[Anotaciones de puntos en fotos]

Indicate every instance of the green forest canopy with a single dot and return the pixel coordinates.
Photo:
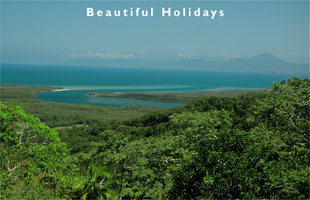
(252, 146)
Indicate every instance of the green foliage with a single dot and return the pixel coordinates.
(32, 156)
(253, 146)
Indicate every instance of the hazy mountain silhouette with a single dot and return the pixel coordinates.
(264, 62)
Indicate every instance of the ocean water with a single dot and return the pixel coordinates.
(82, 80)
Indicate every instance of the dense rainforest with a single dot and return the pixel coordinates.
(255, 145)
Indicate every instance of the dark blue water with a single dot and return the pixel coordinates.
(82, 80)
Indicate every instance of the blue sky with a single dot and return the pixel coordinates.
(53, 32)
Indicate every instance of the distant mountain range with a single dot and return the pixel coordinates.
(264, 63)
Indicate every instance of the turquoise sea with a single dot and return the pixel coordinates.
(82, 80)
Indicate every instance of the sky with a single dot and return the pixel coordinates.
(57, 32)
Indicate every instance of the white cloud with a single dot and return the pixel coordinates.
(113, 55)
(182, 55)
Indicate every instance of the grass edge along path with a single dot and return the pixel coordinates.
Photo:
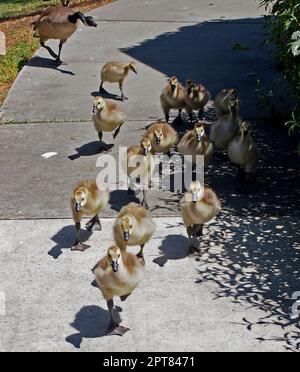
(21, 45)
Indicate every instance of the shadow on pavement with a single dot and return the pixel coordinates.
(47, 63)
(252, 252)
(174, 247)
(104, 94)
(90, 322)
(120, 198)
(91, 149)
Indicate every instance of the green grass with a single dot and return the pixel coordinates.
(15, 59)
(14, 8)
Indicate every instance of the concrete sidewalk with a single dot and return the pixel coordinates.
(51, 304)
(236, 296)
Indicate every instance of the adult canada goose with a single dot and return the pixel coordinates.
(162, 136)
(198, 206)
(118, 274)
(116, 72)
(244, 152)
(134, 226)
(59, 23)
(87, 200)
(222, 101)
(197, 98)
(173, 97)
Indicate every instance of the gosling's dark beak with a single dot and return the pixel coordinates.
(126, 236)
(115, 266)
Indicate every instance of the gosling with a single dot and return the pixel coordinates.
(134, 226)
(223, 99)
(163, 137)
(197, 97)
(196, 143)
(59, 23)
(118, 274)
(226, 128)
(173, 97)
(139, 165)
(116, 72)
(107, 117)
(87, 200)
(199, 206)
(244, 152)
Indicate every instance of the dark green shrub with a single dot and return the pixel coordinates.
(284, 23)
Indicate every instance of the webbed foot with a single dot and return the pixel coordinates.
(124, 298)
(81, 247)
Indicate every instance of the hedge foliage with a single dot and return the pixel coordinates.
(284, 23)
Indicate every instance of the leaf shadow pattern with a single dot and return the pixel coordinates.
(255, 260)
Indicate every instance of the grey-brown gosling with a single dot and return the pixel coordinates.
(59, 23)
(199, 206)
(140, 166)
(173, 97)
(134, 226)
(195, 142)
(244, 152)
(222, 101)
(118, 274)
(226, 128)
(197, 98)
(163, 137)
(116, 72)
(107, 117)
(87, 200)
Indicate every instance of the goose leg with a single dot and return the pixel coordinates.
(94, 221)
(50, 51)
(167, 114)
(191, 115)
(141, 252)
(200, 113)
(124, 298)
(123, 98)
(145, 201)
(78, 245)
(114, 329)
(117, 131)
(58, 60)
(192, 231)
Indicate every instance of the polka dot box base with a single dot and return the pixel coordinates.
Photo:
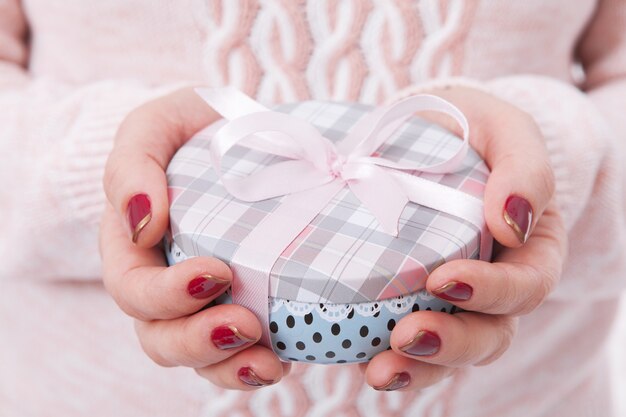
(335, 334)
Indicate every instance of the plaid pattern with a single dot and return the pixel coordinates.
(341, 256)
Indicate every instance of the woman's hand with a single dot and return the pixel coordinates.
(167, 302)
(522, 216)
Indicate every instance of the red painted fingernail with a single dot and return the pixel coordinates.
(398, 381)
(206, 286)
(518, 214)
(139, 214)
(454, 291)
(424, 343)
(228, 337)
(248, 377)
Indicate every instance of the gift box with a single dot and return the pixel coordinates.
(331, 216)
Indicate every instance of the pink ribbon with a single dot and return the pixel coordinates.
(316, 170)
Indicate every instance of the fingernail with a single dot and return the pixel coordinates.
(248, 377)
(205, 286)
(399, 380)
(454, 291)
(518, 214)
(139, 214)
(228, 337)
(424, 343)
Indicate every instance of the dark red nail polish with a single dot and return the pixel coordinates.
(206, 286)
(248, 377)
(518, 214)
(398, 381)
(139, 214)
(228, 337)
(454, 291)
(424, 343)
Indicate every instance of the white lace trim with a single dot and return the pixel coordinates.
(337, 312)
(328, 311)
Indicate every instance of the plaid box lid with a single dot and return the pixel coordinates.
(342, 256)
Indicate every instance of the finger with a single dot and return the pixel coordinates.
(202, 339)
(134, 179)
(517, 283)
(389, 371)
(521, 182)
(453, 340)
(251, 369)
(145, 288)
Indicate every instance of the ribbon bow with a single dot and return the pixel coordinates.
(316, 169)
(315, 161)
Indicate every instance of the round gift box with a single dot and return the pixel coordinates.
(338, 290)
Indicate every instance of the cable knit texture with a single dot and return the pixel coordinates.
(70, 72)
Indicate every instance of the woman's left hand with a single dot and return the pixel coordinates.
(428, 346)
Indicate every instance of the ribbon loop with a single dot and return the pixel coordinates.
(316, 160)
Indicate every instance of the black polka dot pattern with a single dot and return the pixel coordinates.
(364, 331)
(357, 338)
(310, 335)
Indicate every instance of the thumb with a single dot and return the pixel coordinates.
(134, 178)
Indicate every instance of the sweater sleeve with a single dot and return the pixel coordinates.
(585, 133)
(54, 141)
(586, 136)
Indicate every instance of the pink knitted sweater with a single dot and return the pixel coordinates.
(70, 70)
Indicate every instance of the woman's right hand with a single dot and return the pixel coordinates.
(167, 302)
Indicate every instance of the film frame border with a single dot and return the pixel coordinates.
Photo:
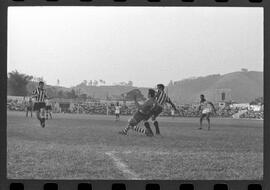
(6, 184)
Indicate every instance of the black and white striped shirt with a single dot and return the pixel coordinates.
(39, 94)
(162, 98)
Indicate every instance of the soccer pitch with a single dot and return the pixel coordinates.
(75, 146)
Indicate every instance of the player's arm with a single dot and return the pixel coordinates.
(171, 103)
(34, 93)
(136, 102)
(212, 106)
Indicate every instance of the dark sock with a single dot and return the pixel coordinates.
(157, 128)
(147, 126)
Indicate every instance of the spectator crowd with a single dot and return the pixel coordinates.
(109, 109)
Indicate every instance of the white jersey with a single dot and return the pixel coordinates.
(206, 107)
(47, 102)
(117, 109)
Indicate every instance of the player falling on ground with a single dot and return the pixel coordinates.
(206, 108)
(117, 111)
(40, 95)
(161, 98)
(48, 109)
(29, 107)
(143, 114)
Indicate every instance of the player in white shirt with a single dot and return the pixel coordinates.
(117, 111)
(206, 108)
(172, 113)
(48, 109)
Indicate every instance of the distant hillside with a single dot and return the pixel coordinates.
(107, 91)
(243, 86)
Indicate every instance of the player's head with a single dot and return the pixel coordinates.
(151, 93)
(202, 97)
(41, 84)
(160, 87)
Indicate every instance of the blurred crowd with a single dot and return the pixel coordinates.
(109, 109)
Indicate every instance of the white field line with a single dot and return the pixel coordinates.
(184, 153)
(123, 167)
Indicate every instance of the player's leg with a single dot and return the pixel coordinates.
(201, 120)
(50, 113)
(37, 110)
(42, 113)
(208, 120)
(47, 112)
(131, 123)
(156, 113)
* * *
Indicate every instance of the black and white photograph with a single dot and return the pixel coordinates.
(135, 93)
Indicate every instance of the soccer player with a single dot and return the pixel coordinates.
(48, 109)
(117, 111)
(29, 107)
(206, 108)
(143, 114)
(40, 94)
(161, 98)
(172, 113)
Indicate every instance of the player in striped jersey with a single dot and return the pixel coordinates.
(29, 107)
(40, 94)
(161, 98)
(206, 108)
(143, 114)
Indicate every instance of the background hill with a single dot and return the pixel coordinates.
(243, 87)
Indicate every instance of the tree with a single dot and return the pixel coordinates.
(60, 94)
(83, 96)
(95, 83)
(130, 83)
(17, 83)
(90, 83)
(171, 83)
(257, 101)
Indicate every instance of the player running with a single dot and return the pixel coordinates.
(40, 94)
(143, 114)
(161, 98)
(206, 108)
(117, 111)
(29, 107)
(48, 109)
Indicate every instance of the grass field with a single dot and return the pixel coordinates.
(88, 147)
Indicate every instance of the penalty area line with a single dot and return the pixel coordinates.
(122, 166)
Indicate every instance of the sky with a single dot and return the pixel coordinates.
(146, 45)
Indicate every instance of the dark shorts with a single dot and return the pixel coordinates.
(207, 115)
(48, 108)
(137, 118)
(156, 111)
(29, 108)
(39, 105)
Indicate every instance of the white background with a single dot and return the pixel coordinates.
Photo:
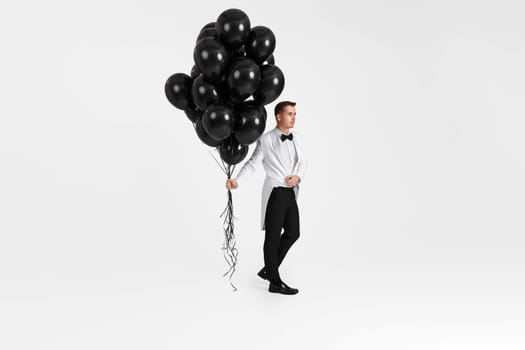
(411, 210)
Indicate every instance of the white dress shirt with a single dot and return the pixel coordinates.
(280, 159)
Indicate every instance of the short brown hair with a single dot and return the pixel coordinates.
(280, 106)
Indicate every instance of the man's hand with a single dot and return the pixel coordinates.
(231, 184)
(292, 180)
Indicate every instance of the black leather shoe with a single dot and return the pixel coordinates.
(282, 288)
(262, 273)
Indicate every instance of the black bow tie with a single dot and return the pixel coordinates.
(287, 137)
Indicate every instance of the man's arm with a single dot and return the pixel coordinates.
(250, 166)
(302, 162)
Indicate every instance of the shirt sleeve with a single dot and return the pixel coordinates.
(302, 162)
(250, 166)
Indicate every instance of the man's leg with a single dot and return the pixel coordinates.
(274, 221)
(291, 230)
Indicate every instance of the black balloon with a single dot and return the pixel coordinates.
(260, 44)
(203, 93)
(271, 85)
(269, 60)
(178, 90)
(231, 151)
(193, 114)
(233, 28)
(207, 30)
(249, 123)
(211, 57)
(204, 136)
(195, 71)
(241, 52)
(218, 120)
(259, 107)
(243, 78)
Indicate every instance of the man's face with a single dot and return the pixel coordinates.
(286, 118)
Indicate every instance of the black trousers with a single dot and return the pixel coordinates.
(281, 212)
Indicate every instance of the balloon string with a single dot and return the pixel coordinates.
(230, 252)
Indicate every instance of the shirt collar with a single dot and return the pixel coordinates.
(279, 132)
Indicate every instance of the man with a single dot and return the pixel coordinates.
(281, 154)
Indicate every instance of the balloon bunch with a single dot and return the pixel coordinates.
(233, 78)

■ OBJETIVO ■
Selecciona y copia todas las filas anteriores en las que aparezca la palabra "brown".

■ RESPUESTA COMPLETA ■
Indicate every instance of the grey-brown gosling with a single dot and return the pixel coordinates.
Indicate every instance of the short brown hair with a single dot and return the pixel coordinates.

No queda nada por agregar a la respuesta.